GIVEN PASSAGE -
Readers helpfully illustrate my point

...in two ways.

First, one reader responds to Monday’s column with a standard piece of boilerplate:

I am surprised that ncregister has a Pharisee writing for them.There is no comparison between waterboarding the mastermind of the 911 terrorist attack in order to try to prevent another terrorist attack and the mass murder of babies by abortion on demand.  If Mark Shea cannot distinguish between the two he needs to be committed.

Is there a comparison between beating an innocent man to death as we did to Dilawar and tearing an innocent baby apart in the womb?  How about handing an innocent man over for ten months of torture in Syria as we did to Maher Arar and torturing a baby with a failed saline abortion? To me, the torture and murder of innocent babies and innocent adults is rather similar.  For this reason, I cannot, in good conscience, vote for a pol who advocates either abortion or torture.

Arar’s case is particularly interesting because, despite the fact that his own Canadian gov’t gave him an apology and several million dollars in reparation for handing him over to us to rendition to Syrian torturers, our gov’t has solved the problem of our obscene treatment of him by keeping him on a no fly list and lying that he is a terrorist rather than admit we tortured an innocent man.  That’s the thing about torture: the state has extremely strong incentives to lie when they torture innocents because otherwise, they are, you know, exposed as war criminals.  Similarly, the state tends to euphemize and lie about the victims of failed abortions and cover up their fate too.  Gosh!  I wonder if these patterns have anything to do with one another?

DATASET EXCERPTS -

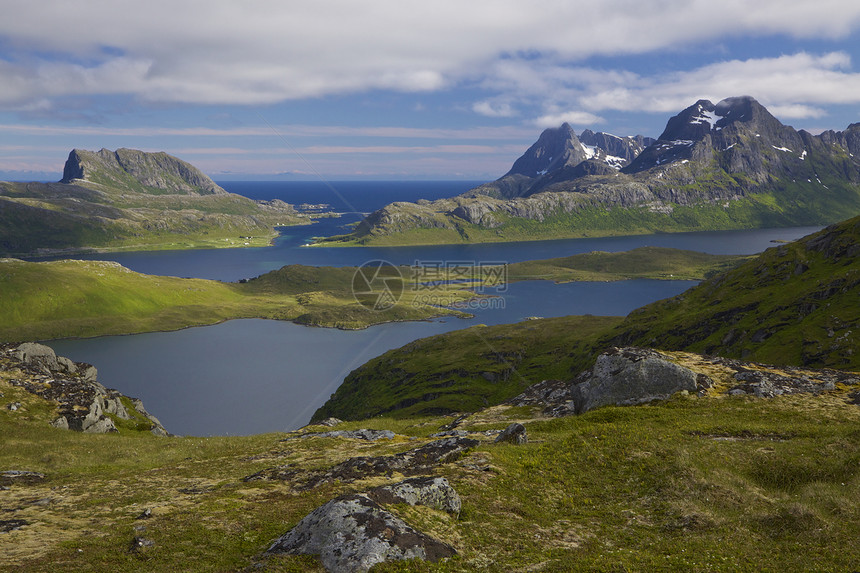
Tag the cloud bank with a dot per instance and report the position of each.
(261, 52)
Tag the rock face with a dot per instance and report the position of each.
(429, 491)
(83, 404)
(559, 155)
(708, 157)
(411, 462)
(354, 533)
(160, 172)
(628, 376)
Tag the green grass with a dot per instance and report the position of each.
(795, 304)
(707, 484)
(466, 370)
(71, 298)
(783, 203)
(42, 218)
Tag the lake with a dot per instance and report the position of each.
(252, 376)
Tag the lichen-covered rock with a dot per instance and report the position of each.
(354, 533)
(429, 491)
(513, 434)
(83, 404)
(19, 477)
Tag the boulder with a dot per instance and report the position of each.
(363, 434)
(430, 491)
(513, 434)
(354, 533)
(628, 376)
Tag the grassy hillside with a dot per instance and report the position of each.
(694, 484)
(466, 370)
(643, 262)
(81, 298)
(798, 304)
(785, 203)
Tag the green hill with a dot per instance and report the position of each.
(129, 199)
(795, 304)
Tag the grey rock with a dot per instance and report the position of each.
(354, 533)
(363, 434)
(628, 376)
(429, 491)
(450, 433)
(513, 434)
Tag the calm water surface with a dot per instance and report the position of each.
(251, 376)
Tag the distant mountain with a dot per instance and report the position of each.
(559, 154)
(131, 199)
(728, 165)
(796, 304)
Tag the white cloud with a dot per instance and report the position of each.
(264, 51)
(494, 109)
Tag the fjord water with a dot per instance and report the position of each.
(251, 376)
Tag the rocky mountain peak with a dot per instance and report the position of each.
(138, 171)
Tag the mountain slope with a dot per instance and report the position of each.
(796, 304)
(730, 165)
(132, 199)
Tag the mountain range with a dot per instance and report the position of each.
(728, 165)
(132, 199)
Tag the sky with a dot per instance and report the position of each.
(398, 89)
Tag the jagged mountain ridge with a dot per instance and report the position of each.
(729, 165)
(559, 154)
(130, 169)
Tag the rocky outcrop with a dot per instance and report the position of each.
(83, 404)
(429, 491)
(619, 377)
(629, 376)
(513, 434)
(559, 155)
(133, 169)
(354, 533)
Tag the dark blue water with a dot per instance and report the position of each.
(251, 376)
(289, 248)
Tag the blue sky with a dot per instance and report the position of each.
(339, 89)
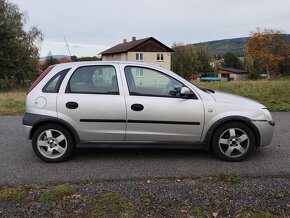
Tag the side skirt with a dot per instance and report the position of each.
(143, 145)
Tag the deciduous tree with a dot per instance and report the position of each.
(231, 60)
(266, 49)
(184, 60)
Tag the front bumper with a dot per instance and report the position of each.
(266, 130)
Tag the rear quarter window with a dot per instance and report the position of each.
(52, 86)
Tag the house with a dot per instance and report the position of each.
(228, 74)
(148, 50)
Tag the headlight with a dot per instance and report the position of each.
(267, 114)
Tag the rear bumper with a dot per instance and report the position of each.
(266, 130)
(27, 130)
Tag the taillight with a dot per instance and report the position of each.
(41, 76)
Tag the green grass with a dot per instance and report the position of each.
(12, 103)
(10, 194)
(58, 192)
(274, 94)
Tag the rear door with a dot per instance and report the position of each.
(155, 111)
(92, 102)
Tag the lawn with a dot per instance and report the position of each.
(12, 103)
(275, 94)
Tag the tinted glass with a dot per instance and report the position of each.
(52, 86)
(151, 83)
(94, 79)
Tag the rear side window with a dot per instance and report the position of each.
(41, 76)
(94, 80)
(52, 86)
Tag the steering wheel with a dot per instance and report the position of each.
(171, 86)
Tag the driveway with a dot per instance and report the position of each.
(20, 166)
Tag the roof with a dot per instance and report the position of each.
(233, 70)
(127, 46)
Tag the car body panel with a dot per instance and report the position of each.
(99, 117)
(162, 120)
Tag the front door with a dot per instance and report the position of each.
(93, 103)
(155, 109)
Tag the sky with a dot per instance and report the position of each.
(92, 26)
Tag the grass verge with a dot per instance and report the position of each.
(59, 192)
(205, 197)
(12, 103)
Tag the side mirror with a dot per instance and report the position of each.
(185, 91)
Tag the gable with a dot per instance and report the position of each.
(151, 45)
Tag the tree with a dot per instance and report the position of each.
(18, 48)
(184, 60)
(266, 49)
(204, 58)
(231, 60)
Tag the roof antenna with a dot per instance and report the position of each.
(67, 48)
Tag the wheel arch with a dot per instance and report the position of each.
(217, 124)
(36, 121)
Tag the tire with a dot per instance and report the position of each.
(53, 143)
(233, 141)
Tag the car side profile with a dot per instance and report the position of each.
(136, 104)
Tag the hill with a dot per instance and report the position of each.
(54, 56)
(235, 45)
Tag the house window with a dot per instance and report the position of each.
(139, 56)
(160, 57)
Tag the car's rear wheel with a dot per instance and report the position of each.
(52, 143)
(233, 141)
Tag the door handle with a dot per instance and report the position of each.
(137, 107)
(72, 105)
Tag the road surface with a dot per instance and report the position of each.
(20, 166)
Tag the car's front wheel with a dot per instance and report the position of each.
(52, 143)
(233, 141)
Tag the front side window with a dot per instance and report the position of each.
(153, 83)
(139, 56)
(95, 80)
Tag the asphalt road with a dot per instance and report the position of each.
(18, 164)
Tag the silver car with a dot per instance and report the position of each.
(134, 104)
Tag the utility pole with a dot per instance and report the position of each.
(67, 48)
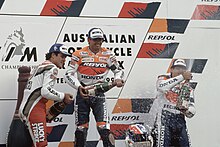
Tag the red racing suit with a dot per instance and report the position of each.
(170, 127)
(38, 90)
(90, 69)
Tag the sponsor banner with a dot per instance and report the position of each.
(163, 37)
(176, 9)
(24, 42)
(147, 71)
(63, 8)
(139, 10)
(6, 118)
(24, 7)
(120, 37)
(127, 118)
(206, 12)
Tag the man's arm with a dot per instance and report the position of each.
(49, 81)
(118, 72)
(165, 85)
(70, 73)
(191, 111)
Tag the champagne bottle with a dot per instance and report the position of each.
(184, 96)
(55, 110)
(93, 90)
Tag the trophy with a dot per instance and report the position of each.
(184, 96)
(94, 90)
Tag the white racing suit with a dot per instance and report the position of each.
(38, 91)
(170, 125)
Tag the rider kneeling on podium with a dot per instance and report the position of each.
(39, 90)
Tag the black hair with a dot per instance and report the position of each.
(48, 55)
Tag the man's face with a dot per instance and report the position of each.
(95, 44)
(59, 60)
(177, 70)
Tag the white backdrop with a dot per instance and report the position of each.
(194, 26)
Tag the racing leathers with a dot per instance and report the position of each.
(170, 127)
(38, 90)
(91, 68)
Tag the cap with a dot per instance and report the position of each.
(178, 62)
(57, 47)
(95, 33)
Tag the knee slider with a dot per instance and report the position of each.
(106, 135)
(80, 136)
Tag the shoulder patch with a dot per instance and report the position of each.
(75, 58)
(84, 53)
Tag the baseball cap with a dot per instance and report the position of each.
(178, 62)
(57, 47)
(95, 33)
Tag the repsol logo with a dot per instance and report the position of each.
(161, 37)
(162, 132)
(28, 54)
(92, 77)
(124, 118)
(167, 83)
(38, 131)
(98, 65)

GIVEN PROBLEM 1 -
Does the post about torture and abortion agree with each statement below? Answer yes or no for each, quoting the deciding words of the post.
(a) The Canadian government apologized to Maher Arar.
(b) Maher Arar was held in Syria for six months.
(c) The writer would vote for a politician who advocates torture as long as that politician opposes abortion.
GIVEN PROBLEM 2 - Which people are mentioned by name in the post about torture and abortion? List every one.
GIVEN PROBLEM 3 - How might the post about torture and abortion go on? Continue it from its final sentence.

TASK ANSWER 1 -
(a) Yes: "his own Canadian gov’t gave him an apology and several million dollars in reparation"
(b) No: "handing an innocent man over for ten months of torture in Syria as we did to Maher Arar"
(c) No: "I cannot, in good conscience, vote for a pol who advocates either abortion or torture."

TASK ANSWER 2 - Mark Shea, Dilawar, Maher Arar

TASK ANSWER 3 -
More than this, we find that torture was a waste of time that actually harmed rather than helped us.  But above all, we discover that the real reason apologists for torture excuse it is because they believe in torture as a form of punishment, not as a form of intelligence gathering.  If they did not—if they really believed that torture was deployed primarily to get information and not to punish—then they would make excuses for our abuse of children as well (such as, for example, our abuse of Khaleid Sheikh Mohammed’s little children and our threats against their lives).  After all, as the CIA reasoned with KSM, parents are much more likely to say whatever it takes to spare their loved ones, so abuse and threats against children are an even more “efficient” way to get intel. 

But our excuse-makers in the Catholic communion have not yet deadened their consciences that far.  Instead, they prefer to simply not look at this shocking and repulsive act by the CIA rather than try to defend it. (Of course, they also prefer not to look at the fact that nobody was ever called to account for it.) But still and all, the refusal to try to defend it is a good sign that Catholic torture defenders are not utterly corrupted and so a good start to recovery of a Catholic conscience. In short, if the beloved waterboard is so harmless as all that, why is nobody calling for some good-natured “dunking” of KSM’s children?  Answer: it’s torture and the children are innocent, so we mustn’t punish them.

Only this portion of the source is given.